--- 作業内容 ---
1. 下にある紹介文を、「Merzbow Works」から「メルツバウが極上のノイズを提供した。」まで全部、一字も変えずに書き写してください。
2. 下の記録にある行をすべて、一字一句そのまま繰り返してください。画像は答えに入れないでください。

--- 提供テキスト ---
.....
Merzbow Works
V.A"Sadomachinism"(Misanthropic Agenda:1999)
どういう背景のコンピか不明。日本からはKK.NullやAubeなども加わった。
ジャケは紙を折り曲げたシンプルなもの。オリジナルは金属トタン板によるジャケットだそう。
中古で買ったため、なぜ二種類のジャケが存在するかわからない。
2ndプレスが紙ジャケだったという可能性と、トタン板が捨てられた中古盤を買ったって可能性の、両方あるからなー。
中には各ミュージシャンの連絡先がそっけなく記されたのみ。各曲の録音クレジットなどなにもない。
もしかしたらレーベルのサンプラーなの、これ?
メルツバウが極上のノイズを提供した。
他に気に入ったのは、ハイスピードなCarthageや広がりが心地よいKK.NULL、ミニマル・テクノなKid-606、アンビエントなNever
presence forever、ハーシュのSeason of
discontent、ゆったりしたテクノ・ビートが心地よいPsywarfareなど。
.....
--- 作業用データ ---
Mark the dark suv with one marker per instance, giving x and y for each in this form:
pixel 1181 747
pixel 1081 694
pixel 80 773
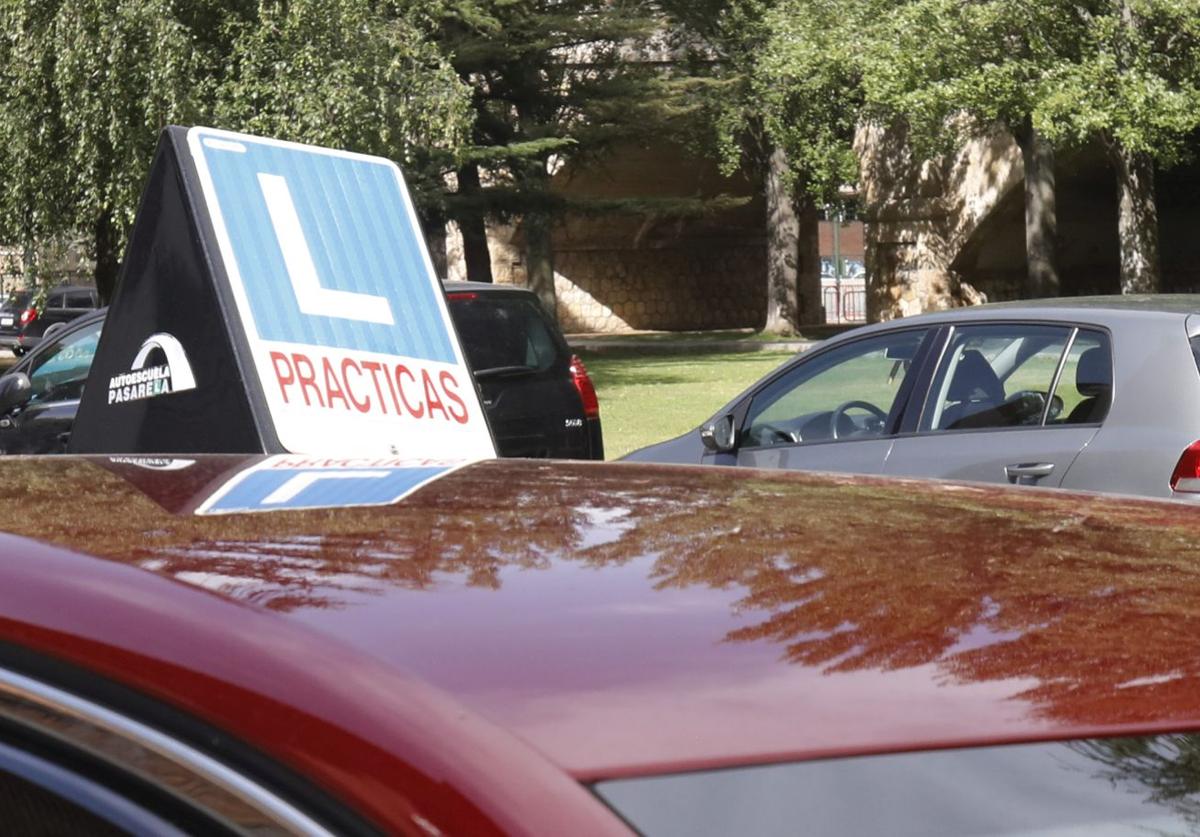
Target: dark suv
.....
--- 作業ごとの回答 ---
1.
Merzbow Works
V.A"Sadomachinism"(Misanthropic Agenda:1999)
どういう背景のコンピか不明。日本からはKK.NullやAubeなども加わった。
ジャケは紙を折り曲げたシンプルなもの。オリジナルは金属トタン板によるジャケットだそう。
中古で買ったため、なぜ二種類のジャケが存在するかわからない。
2ndプレスが紙ジャケだったという可能性と、トタン板が捨てられた中古盤を買ったって可能性の、両方あるからなー。
中には各ミュージシャンの連絡先がそっけなく記されたのみ。各曲の録音クレジットなどなにもない。
もしかしたらレーベルのサンプラーなの、これ?
メルツバウが極上のノイズを提供した。

2.
Mark the dark suv with one marker per instance, giving x and y for each in this form:
pixel 1181 747
pixel 1081 694
pixel 80 773
Target: dark suv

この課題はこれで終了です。